[[ PROVIDED RECORDS, beginning ]]

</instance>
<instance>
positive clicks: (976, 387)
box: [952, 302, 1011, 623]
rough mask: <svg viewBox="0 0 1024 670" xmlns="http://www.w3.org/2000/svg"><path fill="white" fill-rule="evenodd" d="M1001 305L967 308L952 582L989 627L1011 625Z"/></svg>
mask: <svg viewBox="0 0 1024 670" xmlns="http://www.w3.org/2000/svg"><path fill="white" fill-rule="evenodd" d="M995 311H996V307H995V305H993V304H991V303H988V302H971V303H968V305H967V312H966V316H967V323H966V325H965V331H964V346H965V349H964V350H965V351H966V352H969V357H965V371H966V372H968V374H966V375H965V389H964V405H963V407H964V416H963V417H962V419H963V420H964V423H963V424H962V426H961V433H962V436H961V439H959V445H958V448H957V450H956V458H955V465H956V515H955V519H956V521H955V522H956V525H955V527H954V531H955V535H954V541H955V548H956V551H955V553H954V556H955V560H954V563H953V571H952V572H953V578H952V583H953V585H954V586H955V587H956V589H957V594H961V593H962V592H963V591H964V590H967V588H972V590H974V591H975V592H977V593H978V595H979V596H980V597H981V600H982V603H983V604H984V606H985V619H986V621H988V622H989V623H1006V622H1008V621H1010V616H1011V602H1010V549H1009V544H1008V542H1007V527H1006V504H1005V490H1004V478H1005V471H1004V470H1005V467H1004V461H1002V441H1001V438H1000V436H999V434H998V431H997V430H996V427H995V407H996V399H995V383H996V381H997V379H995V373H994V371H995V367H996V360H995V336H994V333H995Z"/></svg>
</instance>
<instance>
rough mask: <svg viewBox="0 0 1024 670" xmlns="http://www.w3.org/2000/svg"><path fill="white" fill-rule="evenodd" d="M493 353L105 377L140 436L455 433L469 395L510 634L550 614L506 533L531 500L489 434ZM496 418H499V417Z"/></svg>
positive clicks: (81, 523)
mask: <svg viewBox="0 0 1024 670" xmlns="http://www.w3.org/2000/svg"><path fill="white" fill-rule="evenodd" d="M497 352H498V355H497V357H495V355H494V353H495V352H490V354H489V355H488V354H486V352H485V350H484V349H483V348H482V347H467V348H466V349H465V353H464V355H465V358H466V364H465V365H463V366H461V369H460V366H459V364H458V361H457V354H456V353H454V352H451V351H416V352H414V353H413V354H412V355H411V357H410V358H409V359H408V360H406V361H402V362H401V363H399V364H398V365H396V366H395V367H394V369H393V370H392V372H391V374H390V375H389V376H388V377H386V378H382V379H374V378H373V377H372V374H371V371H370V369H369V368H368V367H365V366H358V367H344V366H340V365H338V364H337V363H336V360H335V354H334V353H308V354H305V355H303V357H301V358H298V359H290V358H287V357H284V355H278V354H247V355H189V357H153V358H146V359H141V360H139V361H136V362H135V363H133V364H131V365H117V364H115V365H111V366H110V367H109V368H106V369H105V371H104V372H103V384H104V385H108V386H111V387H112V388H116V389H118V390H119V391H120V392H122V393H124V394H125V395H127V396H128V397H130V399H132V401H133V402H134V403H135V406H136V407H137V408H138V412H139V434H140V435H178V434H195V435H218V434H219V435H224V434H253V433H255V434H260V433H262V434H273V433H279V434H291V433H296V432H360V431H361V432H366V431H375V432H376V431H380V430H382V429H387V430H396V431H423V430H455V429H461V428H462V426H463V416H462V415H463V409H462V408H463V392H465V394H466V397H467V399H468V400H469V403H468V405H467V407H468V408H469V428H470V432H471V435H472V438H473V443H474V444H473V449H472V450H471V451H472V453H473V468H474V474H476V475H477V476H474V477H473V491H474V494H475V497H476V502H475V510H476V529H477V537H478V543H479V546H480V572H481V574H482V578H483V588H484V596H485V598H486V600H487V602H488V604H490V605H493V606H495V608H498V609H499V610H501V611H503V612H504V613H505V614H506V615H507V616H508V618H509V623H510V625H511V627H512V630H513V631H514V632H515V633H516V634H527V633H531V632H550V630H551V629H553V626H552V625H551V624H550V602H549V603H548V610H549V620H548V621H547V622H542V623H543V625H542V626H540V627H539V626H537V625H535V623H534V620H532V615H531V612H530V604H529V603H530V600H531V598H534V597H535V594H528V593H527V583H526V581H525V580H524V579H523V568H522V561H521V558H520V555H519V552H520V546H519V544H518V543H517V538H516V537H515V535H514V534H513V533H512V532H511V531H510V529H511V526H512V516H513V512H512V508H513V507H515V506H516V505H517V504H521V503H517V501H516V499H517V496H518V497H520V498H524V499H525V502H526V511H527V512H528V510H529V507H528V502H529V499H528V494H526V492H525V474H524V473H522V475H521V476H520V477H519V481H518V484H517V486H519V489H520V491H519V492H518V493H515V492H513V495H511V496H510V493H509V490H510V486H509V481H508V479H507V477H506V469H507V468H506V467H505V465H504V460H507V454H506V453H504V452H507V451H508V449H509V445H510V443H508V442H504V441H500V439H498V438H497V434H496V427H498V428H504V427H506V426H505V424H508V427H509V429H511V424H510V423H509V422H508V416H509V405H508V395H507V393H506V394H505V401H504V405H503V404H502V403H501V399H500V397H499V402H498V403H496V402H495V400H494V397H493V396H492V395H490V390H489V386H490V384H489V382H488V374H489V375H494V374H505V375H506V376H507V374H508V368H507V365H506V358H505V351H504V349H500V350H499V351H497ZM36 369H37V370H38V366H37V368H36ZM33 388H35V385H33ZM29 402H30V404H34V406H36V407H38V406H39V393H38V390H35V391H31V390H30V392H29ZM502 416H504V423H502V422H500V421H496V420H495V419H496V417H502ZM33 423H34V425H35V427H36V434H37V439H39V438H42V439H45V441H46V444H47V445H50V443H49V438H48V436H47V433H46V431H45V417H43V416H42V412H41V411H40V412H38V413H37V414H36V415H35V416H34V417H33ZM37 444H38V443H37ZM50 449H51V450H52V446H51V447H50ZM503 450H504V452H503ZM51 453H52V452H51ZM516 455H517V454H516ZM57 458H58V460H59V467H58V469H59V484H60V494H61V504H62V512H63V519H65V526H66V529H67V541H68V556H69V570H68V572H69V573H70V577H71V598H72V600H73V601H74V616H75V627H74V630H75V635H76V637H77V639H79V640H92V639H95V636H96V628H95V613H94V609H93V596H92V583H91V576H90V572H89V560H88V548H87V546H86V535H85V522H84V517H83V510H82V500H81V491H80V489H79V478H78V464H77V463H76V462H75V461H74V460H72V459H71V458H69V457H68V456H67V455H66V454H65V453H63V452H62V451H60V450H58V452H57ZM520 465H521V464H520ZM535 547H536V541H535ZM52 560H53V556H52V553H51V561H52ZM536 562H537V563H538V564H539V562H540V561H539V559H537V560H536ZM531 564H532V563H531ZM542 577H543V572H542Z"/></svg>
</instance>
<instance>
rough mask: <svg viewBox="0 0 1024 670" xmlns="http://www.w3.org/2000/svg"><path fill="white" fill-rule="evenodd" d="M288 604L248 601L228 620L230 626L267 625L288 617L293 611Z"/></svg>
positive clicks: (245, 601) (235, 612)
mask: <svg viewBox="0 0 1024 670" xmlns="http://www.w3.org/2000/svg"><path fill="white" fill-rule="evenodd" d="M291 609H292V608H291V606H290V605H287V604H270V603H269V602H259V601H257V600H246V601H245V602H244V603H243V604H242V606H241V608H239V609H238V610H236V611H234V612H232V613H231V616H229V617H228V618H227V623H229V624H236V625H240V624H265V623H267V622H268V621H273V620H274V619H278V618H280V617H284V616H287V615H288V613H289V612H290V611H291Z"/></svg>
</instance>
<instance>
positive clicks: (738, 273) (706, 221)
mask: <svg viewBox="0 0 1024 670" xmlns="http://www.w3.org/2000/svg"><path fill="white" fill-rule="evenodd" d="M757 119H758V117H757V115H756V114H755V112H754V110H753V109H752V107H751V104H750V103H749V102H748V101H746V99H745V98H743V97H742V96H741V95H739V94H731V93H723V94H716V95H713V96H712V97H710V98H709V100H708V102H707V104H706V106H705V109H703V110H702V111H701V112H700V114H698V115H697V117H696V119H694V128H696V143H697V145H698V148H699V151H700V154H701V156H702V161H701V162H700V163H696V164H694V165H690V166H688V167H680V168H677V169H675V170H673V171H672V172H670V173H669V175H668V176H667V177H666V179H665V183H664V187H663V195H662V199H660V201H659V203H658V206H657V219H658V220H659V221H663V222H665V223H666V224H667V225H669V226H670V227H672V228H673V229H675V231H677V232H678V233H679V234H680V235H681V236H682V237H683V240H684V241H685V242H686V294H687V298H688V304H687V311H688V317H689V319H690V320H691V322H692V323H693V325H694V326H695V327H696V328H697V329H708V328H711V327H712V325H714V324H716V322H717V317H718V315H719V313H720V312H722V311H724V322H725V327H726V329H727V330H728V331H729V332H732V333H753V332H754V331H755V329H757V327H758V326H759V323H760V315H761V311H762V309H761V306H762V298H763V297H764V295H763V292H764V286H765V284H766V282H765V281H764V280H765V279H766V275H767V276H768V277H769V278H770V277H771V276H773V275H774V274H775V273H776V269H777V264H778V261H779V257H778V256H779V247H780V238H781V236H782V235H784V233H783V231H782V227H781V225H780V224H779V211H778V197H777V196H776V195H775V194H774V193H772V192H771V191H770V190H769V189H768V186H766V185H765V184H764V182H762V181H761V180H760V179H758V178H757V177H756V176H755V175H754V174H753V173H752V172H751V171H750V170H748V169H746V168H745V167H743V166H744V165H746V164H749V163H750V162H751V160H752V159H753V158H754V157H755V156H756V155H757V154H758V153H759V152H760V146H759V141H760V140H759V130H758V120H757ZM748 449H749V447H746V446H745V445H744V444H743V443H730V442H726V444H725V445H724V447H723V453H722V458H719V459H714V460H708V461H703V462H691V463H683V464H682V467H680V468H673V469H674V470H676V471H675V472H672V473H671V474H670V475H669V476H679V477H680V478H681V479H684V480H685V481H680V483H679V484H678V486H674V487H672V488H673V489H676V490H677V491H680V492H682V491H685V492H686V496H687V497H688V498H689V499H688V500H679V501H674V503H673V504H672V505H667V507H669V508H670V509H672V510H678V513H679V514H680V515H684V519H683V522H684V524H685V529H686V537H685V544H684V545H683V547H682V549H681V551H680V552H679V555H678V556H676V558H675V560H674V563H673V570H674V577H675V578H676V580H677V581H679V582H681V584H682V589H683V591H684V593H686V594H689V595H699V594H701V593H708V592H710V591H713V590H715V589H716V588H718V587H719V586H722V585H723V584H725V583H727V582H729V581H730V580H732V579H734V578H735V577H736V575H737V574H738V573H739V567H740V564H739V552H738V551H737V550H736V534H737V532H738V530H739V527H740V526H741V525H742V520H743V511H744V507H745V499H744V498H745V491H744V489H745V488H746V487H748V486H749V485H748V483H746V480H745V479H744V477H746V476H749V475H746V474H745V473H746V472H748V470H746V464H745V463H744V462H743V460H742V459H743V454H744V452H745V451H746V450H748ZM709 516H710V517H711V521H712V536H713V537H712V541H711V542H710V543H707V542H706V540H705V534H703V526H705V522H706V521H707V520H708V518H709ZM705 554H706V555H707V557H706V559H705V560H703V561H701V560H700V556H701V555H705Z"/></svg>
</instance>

[[ PROVIDED RECORDS, end ]]

Copy out every line from the beginning of the data up to and including the line that contains "positive clicks: (81, 523)".

OUTPUT BELOW >>
</instance>
<instance>
positive clicks: (976, 387)
box: [952, 302, 1011, 623]
rough mask: <svg viewBox="0 0 1024 670" xmlns="http://www.w3.org/2000/svg"><path fill="white" fill-rule="evenodd" d="M1001 305L967 308L952 582L989 627L1011 625Z"/></svg>
mask: <svg viewBox="0 0 1024 670" xmlns="http://www.w3.org/2000/svg"><path fill="white" fill-rule="evenodd" d="M995 311H996V307H995V305H993V304H991V303H988V302H971V303H968V305H967V312H966V316H967V323H966V325H965V331H964V346H965V349H964V350H965V351H966V352H969V357H965V371H966V372H968V374H966V375H965V389H964V405H963V407H964V416H963V417H962V419H963V420H964V423H963V424H962V426H961V433H962V436H961V439H959V445H958V448H957V450H956V458H955V465H956V515H955V519H956V521H955V522H956V525H955V527H954V531H955V535H954V541H955V548H956V551H955V553H954V556H955V560H954V563H953V571H952V572H953V578H952V583H953V585H954V586H955V587H956V589H957V594H961V593H962V592H963V591H964V590H967V588H972V590H974V591H975V592H977V593H978V595H979V596H980V597H981V600H982V603H983V604H984V606H985V619H986V621H988V622H989V623H1006V622H1008V621H1010V616H1011V602H1010V549H1009V544H1008V542H1007V527H1006V504H1005V490H1004V478H1005V471H1004V470H1005V467H1004V461H1002V441H1001V438H1000V436H999V434H998V431H997V430H996V427H995V407H996V399H995V383H996V381H997V379H995V373H994V371H995V367H996V360H995V336H994V333H995Z"/></svg>
</instance>
<instance>
rough mask: <svg viewBox="0 0 1024 670" xmlns="http://www.w3.org/2000/svg"><path fill="white" fill-rule="evenodd" d="M493 353L105 377L140 436L455 433L469 395L510 634L550 614L506 533L531 500L489 434ZM496 418H499V417Z"/></svg>
positive clicks: (81, 523)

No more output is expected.